Your task
Reproduce the entire "Rise UP" post below word for word.

Given passage
"""

Rise UP

Talking a slight detour from this month’s focus on art, I thought I’d share some words on the frenetic activities swirling around my life, and have no doubt touched all of our lives in some way. I admit, it’s hard to focus on making art during these mad times of pandemics, economic recessions, elections, emergencies, layoffs.

But I find comfort in these words, by Martin Luther King, Jr.

“Courage is that quality which enables us to stand up to any fear. It is the final determination not to be stopped or overwhelmed by any object, however frightful it may be. Many of our fears are very real, and not mere snakes under the carpet. Trouble is a reality in this strange medley of life and dangers lurk beneath our every move….Courage is the inner determination to go on in spite of obstacles and frightening situations; cowardice is the submissive surrender to the forces of circumstance. The man of courage never loses the zest for living even though his life situation is zestless; the cowardly man, overwhelmed by the uncertainties of life, loses the will to live. Courage breeds creative self‐affirmation; cowardice breeds destructive self-abnegation. Courage faces fear and thereby masters it; cowardice represses fear and is thereby mastered by it. So we must constantly build dykes of courage to ward off the flood of fear.”

"""

Records
"""

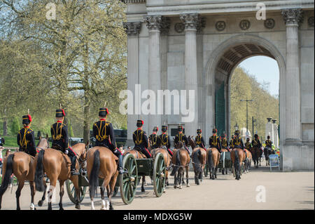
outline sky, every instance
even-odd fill
[[[262,84],[264,81],[270,82],[270,94],[279,95],[279,67],[274,59],[265,56],[255,56],[242,61],[239,66],[250,74],[254,75],[259,83]]]

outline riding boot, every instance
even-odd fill
[[[118,173],[120,174],[127,173],[128,171],[125,170],[122,167],[122,159],[123,156],[122,154],[118,155]]]
[[[76,156],[71,158],[71,175],[78,175],[78,172],[76,169]]]

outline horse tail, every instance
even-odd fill
[[[35,176],[34,176],[34,182],[35,182],[35,187],[36,190],[39,192],[43,192],[45,190],[45,186],[43,183],[43,159],[45,153],[45,150],[41,150],[38,152],[37,156],[37,164],[35,170]]]
[[[13,157],[14,154],[10,154],[8,156],[6,165],[6,173],[4,173],[2,183],[0,186],[0,195],[4,194],[8,185],[11,183],[11,175],[13,173]]]
[[[200,150],[195,152],[195,153],[193,153],[193,154],[192,155],[192,162],[194,162],[193,164],[197,168],[197,171],[198,172],[202,172],[202,169],[201,167],[202,166],[200,159],[200,156],[201,156]]]
[[[99,185],[99,171],[101,165],[99,159],[99,151],[95,150],[94,152],[94,162],[90,173],[90,197],[94,197],[97,186]]]
[[[212,159],[213,156],[214,155],[212,154],[212,150],[209,150],[209,154],[208,154],[208,166],[209,169],[211,169],[212,167],[214,167],[214,161]]]
[[[178,150],[176,152],[176,165],[173,169],[172,170],[172,173],[171,173],[171,176],[174,176],[175,173],[176,173],[176,171],[178,170],[178,166],[181,166],[181,158],[179,157],[179,152],[180,152],[181,150]]]

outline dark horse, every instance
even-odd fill
[[[38,144],[37,145],[37,151],[45,150],[49,147],[48,138],[40,138]],[[16,209],[20,210],[20,196],[21,195],[22,189],[24,187],[26,180],[29,181],[29,187],[31,187],[31,202],[30,209],[35,209],[34,204],[34,197],[35,195],[35,185],[34,184],[34,173],[35,173],[35,167],[34,166],[34,157],[24,152],[16,152],[9,154],[4,162],[3,172],[4,175],[2,177],[2,184],[0,187],[0,209],[1,208],[2,196],[10,183],[10,176],[13,174],[16,176],[18,182],[18,189],[15,192],[16,197]],[[46,183],[43,181],[43,187],[46,189]],[[45,200],[46,192],[43,191],[43,197],[39,206],[43,205]]]
[[[254,147],[251,150],[251,154],[253,156],[253,160],[254,162],[255,168],[258,168],[258,162],[260,163],[260,158],[262,154],[262,151],[259,147]],[[261,166],[261,164],[260,164]]]
[[[264,147],[265,159],[266,160],[266,166],[270,165],[269,162],[269,155],[274,154],[274,151],[270,147]]]

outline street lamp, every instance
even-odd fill
[[[240,100],[239,101],[246,101],[246,134],[248,133],[248,102],[253,101],[253,100]]]

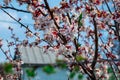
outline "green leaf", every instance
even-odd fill
[[[78,44],[77,44],[77,46],[78,46],[78,47],[80,47],[80,46],[81,46],[81,44],[79,44],[79,43],[78,43]]]
[[[52,65],[47,65],[47,66],[43,67],[43,71],[47,74],[55,73],[55,69]]]
[[[76,75],[76,73],[73,71],[73,72],[70,73],[69,78],[72,79],[72,78],[74,78],[75,75]]]
[[[33,68],[29,68],[29,69],[27,69],[26,70],[26,73],[27,73],[27,76],[28,77],[35,77],[35,69],[33,69]]]
[[[80,22],[82,20],[82,13],[79,16],[78,22]]]
[[[108,73],[113,73],[112,68],[110,68],[110,67],[107,69],[107,71],[108,71]]]
[[[78,72],[78,71],[79,71],[79,69],[80,69],[80,68],[79,68],[79,66],[77,66],[77,65],[76,65],[76,66],[74,66],[74,71]]]
[[[82,20],[82,13],[80,14],[80,16],[78,18],[78,27],[80,27],[80,26],[83,25],[82,22],[81,22],[81,20]]]
[[[85,60],[85,58],[82,57],[81,55],[77,55],[77,56],[76,56],[76,59],[77,59],[77,61]]]
[[[13,65],[11,63],[5,63],[4,64],[4,71],[5,73],[13,73]]]
[[[57,66],[61,69],[65,69],[67,67],[67,64],[63,60],[56,60]]]
[[[81,80],[82,78],[83,78],[83,74],[80,73],[80,74],[78,75],[78,79]]]

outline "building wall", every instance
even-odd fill
[[[27,68],[23,68],[22,80],[30,80],[27,77],[26,69]],[[40,67],[36,70],[36,74],[37,75],[34,78],[31,78],[31,80],[68,80],[67,70],[65,69],[56,68],[56,73],[48,75],[43,72]]]

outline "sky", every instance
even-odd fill
[[[61,0],[48,0],[48,3],[50,7],[54,7],[55,5],[58,6],[60,1]],[[1,1],[0,5],[2,4],[3,2]],[[23,9],[23,10],[27,9],[26,5],[20,6],[15,0],[13,0],[13,2],[10,5],[18,9]],[[21,13],[21,12],[17,12],[11,9],[7,9],[6,11],[16,19],[21,18],[22,23],[24,23],[25,25],[29,25],[29,27],[33,29],[34,20],[32,19],[32,15],[30,13]],[[2,10],[0,10],[0,39],[1,38],[3,39],[3,44],[4,44],[3,48],[5,50],[8,49],[6,40],[9,40],[9,41],[11,40],[10,38],[11,34],[10,34],[10,31],[8,30],[9,26],[14,29],[14,33],[17,36],[19,36],[21,39],[25,38],[25,35],[24,35],[25,29],[24,28],[21,29],[18,23],[16,23],[7,14],[5,14]],[[12,53],[14,52],[12,51]],[[5,55],[0,51],[0,62],[4,62],[4,61],[5,61]]]

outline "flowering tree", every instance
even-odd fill
[[[20,24],[21,28],[26,29],[26,39],[20,41],[19,37],[14,35],[14,29],[9,27],[14,41],[7,41],[8,47],[14,47],[15,54],[20,54],[18,51],[20,45],[44,44],[42,47],[45,52],[56,52],[57,57],[64,55],[71,77],[78,72],[88,80],[109,80],[111,75],[108,70],[111,69],[114,79],[119,79],[119,0],[61,0],[60,5],[54,8],[49,6],[47,0],[17,1],[21,6],[27,4],[27,11],[9,6],[12,0],[4,0],[5,5],[1,5],[0,8]],[[5,9],[32,14],[34,30],[21,23],[20,19],[15,19]],[[33,42],[30,42],[30,39]],[[118,42],[117,51],[113,49],[115,42]],[[9,56],[10,51],[4,51],[2,45],[1,39],[0,49],[10,62],[18,64],[19,70],[21,60],[12,59]]]

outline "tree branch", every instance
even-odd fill
[[[18,12],[30,13],[29,11],[22,10],[22,9],[17,9],[17,8],[9,7],[9,6],[1,6],[1,8],[2,9],[12,9],[12,10],[15,10],[15,11],[18,11]]]
[[[97,35],[97,23],[95,21],[95,15],[93,17],[93,24],[94,24],[94,32],[95,32],[95,55],[94,55],[91,67],[94,70],[95,65],[96,65],[96,61],[98,58],[98,35]]]

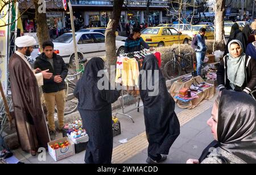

"""

Result for this exercise
Rise UP

Talking a slight detour from this month’s focus on art, I thought I’d share some words on the frenetic activities swirling around my life, and have no doubt touched all of our lives in some way. I admit, it’s hard to focus on making art during these mad times of pandemics, economic recessions, elections, emergencies, layoffs.

But I find comfort in these words, by Martin Luther King, Jr.

“Courage is that quality which enables us to stand up to any fear. It is the final determination not to be stopped or overwhelmed by any object, however frightful it may be. Many of our fears are very real, and not mere snakes under the carpet. Trouble is a reality in this strange medley of life and dangers lurk beneath our every move….Courage is the inner determination to go on in spite of obstacles and frightening situations; cowardice is the submissive surrender to the forces of circumstance. The man of courage never loses the zest for living even though his life situation is zestless; the cowardly man, overwhelmed by the uncertainties of life, loses the will to live. Courage breeds creative self‐affirmation; cowardice breeds destructive self-abnegation. Courage faces fear and thereby masters it; cowardice represses fear and is thereby mastered by it. So we must constantly build dykes of courage to ward off the flood of fear.”